[やること]
**a)** 次の(i)〜(iii)が選んだ文章の内容と合っているか、それぞれ「はい」か「いいえ」で答え、決め手になる文章中のことばをそのまま引用してください。
(i) この曲は作詞も作曲も飛鳥涼である。
(ii) 筆者は何曲も聴いたあとで、はじめて涙が出た。
(iii) この曲の長さは3分ほどである。
**b)** 選んだ文章によると、アルバム『RED HILL』は何年のものですか。

[選んだ文章]
┌──
YAH YAH YAH CHAGE and ASKA 曲の名義、発表の概要
作詞・作曲:飛鳥涼。CHAGE and ASKAのシングル、アルバム『RED HILL』(1993)に収録。
CHAGE and ASKA YAH YAH YAH(アルバム『RED HILL』収録CD)を聴く
リズム、メロディ、ハーモニー、ことば、こころ、サウンドや音色、パフォーマンス、アティテュード、すべての資源としてのフィジカル、テクニック、誠意、真心、魂、叫び。すべてがここには揃っていると思わせる傑作です。ただ1曲を聴いただけで涙がでました。たまにそういうことがあります。
たった一行で恋に落とすラインがあります。そうそうあるものではありません。
“必ず手に入れたいものは 誰にも知られたくない”(作詞:飛鳥涼)
夢は口にすると実現すると云う人もいます。「有言実行」という表現が合致しそうです。
“必ず手に入れたいものは 誰にも知られたくない”のラインは、陳腐になり下がってしまいそうな語彙で例えるなら「不言実行」に通ずる姿勢を感じます。でも「不言実行」と聞いても私の心の針はピクリとも振れませんが、“必ず手に入れたいものは 誰にも知られたくない”といわれたら、ズキュゥーーンと44マグナムで心を撃ち抜かれた気分になるのです。あなたは正確無比なスナイパーであり、世界最高のハートブレイカーですか。
5分に届きそうな、所謂「CD時代」のサイズ感を有した楽曲『YAH YAH YAH』ですが、その展開は非常に軽快です。前述の痺れる一行に続けて“百ある甘そうな話なら 一度は触れてみたいさ”(作詞:飛鳥涼)と、「不言実行」テイストなストイックな基本方針を提示しておきながら理想的な態度を揺るがしにくる世の数多の甘言・誘惑を示唆するラインを続け、ことばの振れ幅で私の心を揺さぶります。ここまでで4小節+4小節=8小節。
└──
[データセットからの抜粋]
┌──
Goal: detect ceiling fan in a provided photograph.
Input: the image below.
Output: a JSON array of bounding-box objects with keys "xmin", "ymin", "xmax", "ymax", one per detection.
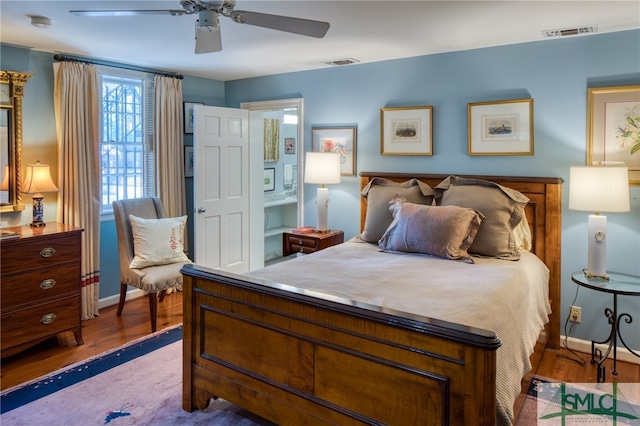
[{"xmin": 69, "ymin": 0, "xmax": 329, "ymax": 53}]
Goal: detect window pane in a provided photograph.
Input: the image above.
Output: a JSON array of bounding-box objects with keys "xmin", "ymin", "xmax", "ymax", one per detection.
[{"xmin": 100, "ymin": 75, "xmax": 153, "ymax": 212}]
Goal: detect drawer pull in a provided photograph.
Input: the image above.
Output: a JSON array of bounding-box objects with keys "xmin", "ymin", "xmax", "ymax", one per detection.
[
  {"xmin": 40, "ymin": 278, "xmax": 56, "ymax": 290},
  {"xmin": 40, "ymin": 314, "xmax": 56, "ymax": 325},
  {"xmin": 40, "ymin": 247, "xmax": 56, "ymax": 257}
]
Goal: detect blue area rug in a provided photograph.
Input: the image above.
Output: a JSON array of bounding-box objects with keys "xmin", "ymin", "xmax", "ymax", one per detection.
[
  {"xmin": 0, "ymin": 326, "xmax": 182, "ymax": 414},
  {"xmin": 0, "ymin": 327, "xmax": 273, "ymax": 426}
]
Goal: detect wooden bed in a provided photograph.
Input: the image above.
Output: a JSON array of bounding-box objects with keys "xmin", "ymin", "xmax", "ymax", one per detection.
[{"xmin": 182, "ymin": 172, "xmax": 562, "ymax": 425}]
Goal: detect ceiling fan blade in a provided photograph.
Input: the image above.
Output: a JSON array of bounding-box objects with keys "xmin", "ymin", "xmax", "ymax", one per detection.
[
  {"xmin": 195, "ymin": 26, "xmax": 222, "ymax": 53},
  {"xmin": 69, "ymin": 9, "xmax": 187, "ymax": 16},
  {"xmin": 231, "ymin": 10, "xmax": 329, "ymax": 38}
]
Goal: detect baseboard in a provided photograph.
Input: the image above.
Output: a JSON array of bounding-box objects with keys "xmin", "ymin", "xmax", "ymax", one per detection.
[
  {"xmin": 560, "ymin": 336, "xmax": 640, "ymax": 365},
  {"xmin": 98, "ymin": 288, "xmax": 147, "ymax": 309}
]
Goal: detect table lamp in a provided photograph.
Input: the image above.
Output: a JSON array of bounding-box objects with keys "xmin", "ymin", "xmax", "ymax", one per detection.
[
  {"xmin": 569, "ymin": 166, "xmax": 630, "ymax": 279},
  {"xmin": 22, "ymin": 161, "xmax": 58, "ymax": 228},
  {"xmin": 304, "ymin": 152, "xmax": 340, "ymax": 232}
]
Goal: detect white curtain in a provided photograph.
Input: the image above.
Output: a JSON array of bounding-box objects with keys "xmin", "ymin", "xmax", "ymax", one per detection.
[
  {"xmin": 153, "ymin": 75, "xmax": 187, "ymax": 217},
  {"xmin": 53, "ymin": 62, "xmax": 100, "ymax": 320}
]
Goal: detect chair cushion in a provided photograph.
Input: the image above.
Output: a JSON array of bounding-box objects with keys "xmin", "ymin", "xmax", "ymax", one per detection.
[
  {"xmin": 138, "ymin": 261, "xmax": 191, "ymax": 293},
  {"xmin": 129, "ymin": 215, "xmax": 189, "ymax": 269}
]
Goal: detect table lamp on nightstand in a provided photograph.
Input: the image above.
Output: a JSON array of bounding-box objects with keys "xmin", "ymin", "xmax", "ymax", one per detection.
[
  {"xmin": 22, "ymin": 161, "xmax": 58, "ymax": 228},
  {"xmin": 569, "ymin": 166, "xmax": 630, "ymax": 279},
  {"xmin": 304, "ymin": 152, "xmax": 340, "ymax": 232}
]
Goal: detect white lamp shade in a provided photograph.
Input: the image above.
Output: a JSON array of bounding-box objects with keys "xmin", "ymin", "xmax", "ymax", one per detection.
[
  {"xmin": 304, "ymin": 152, "xmax": 340, "ymax": 185},
  {"xmin": 22, "ymin": 161, "xmax": 58, "ymax": 194},
  {"xmin": 569, "ymin": 166, "xmax": 630, "ymax": 213}
]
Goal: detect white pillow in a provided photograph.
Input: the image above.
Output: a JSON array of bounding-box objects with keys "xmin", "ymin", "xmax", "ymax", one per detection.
[{"xmin": 129, "ymin": 215, "xmax": 189, "ymax": 269}]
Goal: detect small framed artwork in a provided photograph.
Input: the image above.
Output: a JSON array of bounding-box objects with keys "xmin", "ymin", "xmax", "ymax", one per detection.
[
  {"xmin": 587, "ymin": 86, "xmax": 640, "ymax": 185},
  {"xmin": 467, "ymin": 99, "xmax": 533, "ymax": 155},
  {"xmin": 183, "ymin": 102, "xmax": 204, "ymax": 133},
  {"xmin": 380, "ymin": 106, "xmax": 433, "ymax": 155},
  {"xmin": 264, "ymin": 168, "xmax": 276, "ymax": 192},
  {"xmin": 284, "ymin": 138, "xmax": 296, "ymax": 154},
  {"xmin": 311, "ymin": 126, "xmax": 357, "ymax": 176},
  {"xmin": 184, "ymin": 146, "xmax": 194, "ymax": 177}
]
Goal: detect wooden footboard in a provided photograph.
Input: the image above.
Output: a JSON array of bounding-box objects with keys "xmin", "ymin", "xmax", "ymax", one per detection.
[{"xmin": 182, "ymin": 265, "xmax": 500, "ymax": 426}]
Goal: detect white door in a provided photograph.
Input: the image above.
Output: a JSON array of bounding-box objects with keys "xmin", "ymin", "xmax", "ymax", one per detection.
[{"xmin": 193, "ymin": 105, "xmax": 250, "ymax": 273}]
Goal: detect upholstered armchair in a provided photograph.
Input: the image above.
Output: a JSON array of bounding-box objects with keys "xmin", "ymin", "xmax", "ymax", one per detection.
[{"xmin": 112, "ymin": 197, "xmax": 191, "ymax": 332}]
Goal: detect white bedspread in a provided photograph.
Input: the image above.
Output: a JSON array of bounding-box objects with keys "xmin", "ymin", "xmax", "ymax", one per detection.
[{"xmin": 247, "ymin": 240, "xmax": 551, "ymax": 425}]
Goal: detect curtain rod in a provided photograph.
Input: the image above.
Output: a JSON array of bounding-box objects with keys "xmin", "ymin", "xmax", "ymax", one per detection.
[{"xmin": 53, "ymin": 53, "xmax": 184, "ymax": 80}]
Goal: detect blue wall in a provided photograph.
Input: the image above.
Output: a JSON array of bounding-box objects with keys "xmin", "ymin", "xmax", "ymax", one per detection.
[
  {"xmin": 225, "ymin": 30, "xmax": 640, "ymax": 349},
  {"xmin": 0, "ymin": 30, "xmax": 640, "ymax": 349},
  {"xmin": 0, "ymin": 45, "xmax": 224, "ymax": 299}
]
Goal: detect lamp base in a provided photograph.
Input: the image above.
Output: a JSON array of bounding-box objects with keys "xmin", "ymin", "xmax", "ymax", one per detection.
[{"xmin": 582, "ymin": 268, "xmax": 609, "ymax": 281}]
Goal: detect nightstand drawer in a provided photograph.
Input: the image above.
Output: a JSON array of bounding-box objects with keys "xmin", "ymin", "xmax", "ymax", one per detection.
[
  {"xmin": 0, "ymin": 262, "xmax": 80, "ymax": 312},
  {"xmin": 282, "ymin": 230, "xmax": 344, "ymax": 256},
  {"xmin": 0, "ymin": 237, "xmax": 80, "ymax": 276},
  {"xmin": 289, "ymin": 235, "xmax": 317, "ymax": 251},
  {"xmin": 0, "ymin": 297, "xmax": 80, "ymax": 350}
]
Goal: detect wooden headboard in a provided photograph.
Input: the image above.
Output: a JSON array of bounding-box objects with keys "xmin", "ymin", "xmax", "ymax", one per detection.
[{"xmin": 360, "ymin": 172, "xmax": 564, "ymax": 349}]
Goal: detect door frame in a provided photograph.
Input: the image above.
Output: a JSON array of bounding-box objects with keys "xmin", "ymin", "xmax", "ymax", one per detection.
[{"xmin": 240, "ymin": 98, "xmax": 304, "ymax": 270}]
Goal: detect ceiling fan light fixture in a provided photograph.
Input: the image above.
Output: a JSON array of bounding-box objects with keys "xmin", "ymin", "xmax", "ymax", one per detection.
[
  {"xmin": 29, "ymin": 15, "xmax": 51, "ymax": 28},
  {"xmin": 198, "ymin": 10, "xmax": 220, "ymax": 31}
]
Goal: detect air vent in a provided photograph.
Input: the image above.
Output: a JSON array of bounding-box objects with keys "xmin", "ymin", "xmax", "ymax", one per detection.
[
  {"xmin": 326, "ymin": 58, "xmax": 360, "ymax": 67},
  {"xmin": 542, "ymin": 25, "xmax": 598, "ymax": 38}
]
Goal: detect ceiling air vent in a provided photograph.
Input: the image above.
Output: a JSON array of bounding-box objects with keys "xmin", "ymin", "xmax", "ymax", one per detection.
[
  {"xmin": 326, "ymin": 58, "xmax": 360, "ymax": 67},
  {"xmin": 542, "ymin": 25, "xmax": 598, "ymax": 38}
]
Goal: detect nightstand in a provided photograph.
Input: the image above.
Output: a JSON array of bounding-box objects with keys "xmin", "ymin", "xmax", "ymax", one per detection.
[
  {"xmin": 571, "ymin": 271, "xmax": 640, "ymax": 383},
  {"xmin": 282, "ymin": 230, "xmax": 344, "ymax": 256}
]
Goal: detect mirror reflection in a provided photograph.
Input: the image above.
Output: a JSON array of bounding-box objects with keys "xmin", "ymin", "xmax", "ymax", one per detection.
[
  {"xmin": 0, "ymin": 108, "xmax": 12, "ymax": 206},
  {"xmin": 0, "ymin": 71, "xmax": 33, "ymax": 213}
]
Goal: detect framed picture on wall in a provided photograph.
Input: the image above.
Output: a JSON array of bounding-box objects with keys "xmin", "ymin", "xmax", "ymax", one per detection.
[
  {"xmin": 184, "ymin": 146, "xmax": 194, "ymax": 177},
  {"xmin": 467, "ymin": 99, "xmax": 533, "ymax": 155},
  {"xmin": 183, "ymin": 102, "xmax": 204, "ymax": 133},
  {"xmin": 264, "ymin": 168, "xmax": 276, "ymax": 192},
  {"xmin": 587, "ymin": 86, "xmax": 640, "ymax": 185},
  {"xmin": 380, "ymin": 106, "xmax": 433, "ymax": 155},
  {"xmin": 311, "ymin": 126, "xmax": 357, "ymax": 176},
  {"xmin": 284, "ymin": 138, "xmax": 296, "ymax": 154}
]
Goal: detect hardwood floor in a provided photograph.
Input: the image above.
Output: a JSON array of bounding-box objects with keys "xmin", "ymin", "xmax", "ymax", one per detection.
[{"xmin": 0, "ymin": 292, "xmax": 640, "ymax": 393}]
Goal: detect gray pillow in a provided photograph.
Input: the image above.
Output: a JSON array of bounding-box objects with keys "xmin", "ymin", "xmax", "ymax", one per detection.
[
  {"xmin": 360, "ymin": 178, "xmax": 434, "ymax": 243},
  {"xmin": 378, "ymin": 198, "xmax": 482, "ymax": 263},
  {"xmin": 435, "ymin": 176, "xmax": 529, "ymax": 260}
]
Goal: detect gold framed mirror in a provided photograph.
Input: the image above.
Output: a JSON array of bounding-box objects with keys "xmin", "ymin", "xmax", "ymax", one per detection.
[{"xmin": 0, "ymin": 71, "xmax": 33, "ymax": 213}]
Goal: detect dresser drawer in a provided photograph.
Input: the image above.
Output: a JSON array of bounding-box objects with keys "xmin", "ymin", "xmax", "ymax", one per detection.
[
  {"xmin": 0, "ymin": 236, "xmax": 80, "ymax": 276},
  {"xmin": 0, "ymin": 297, "xmax": 80, "ymax": 350},
  {"xmin": 0, "ymin": 262, "xmax": 80, "ymax": 312}
]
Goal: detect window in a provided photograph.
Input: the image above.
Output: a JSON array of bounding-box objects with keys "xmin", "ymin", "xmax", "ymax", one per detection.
[{"xmin": 100, "ymin": 70, "xmax": 155, "ymax": 213}]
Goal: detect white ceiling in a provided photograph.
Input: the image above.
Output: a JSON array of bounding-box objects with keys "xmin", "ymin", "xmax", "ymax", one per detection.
[{"xmin": 0, "ymin": 0, "xmax": 640, "ymax": 81}]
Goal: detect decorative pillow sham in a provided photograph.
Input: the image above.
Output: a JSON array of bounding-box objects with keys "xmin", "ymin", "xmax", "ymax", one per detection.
[
  {"xmin": 435, "ymin": 176, "xmax": 529, "ymax": 260},
  {"xmin": 129, "ymin": 215, "xmax": 190, "ymax": 269},
  {"xmin": 378, "ymin": 198, "xmax": 482, "ymax": 263},
  {"xmin": 513, "ymin": 214, "xmax": 533, "ymax": 251},
  {"xmin": 360, "ymin": 178, "xmax": 434, "ymax": 243}
]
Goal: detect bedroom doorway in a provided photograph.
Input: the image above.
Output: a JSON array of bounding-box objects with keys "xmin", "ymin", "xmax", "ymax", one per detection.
[
  {"xmin": 241, "ymin": 98, "xmax": 304, "ymax": 270},
  {"xmin": 194, "ymin": 99, "xmax": 304, "ymax": 273}
]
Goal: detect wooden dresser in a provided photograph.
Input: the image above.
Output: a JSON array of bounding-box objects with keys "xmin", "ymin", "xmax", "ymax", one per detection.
[{"xmin": 0, "ymin": 222, "xmax": 83, "ymax": 357}]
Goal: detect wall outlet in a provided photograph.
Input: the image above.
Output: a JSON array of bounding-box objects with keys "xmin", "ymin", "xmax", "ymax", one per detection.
[{"xmin": 569, "ymin": 306, "xmax": 582, "ymax": 323}]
└──
[答え]
**a)**
(i) はい。「作詞・作曲:飛鳥涼。」
(ii) いいえ。「ただ1曲を聴いただけで涙がでました。」
(iii) いいえ。「5分に届きそうな、所謂「CD時代」のサイズ感を有した楽曲『YAH YAH YAH』」

**b)** 1993年です。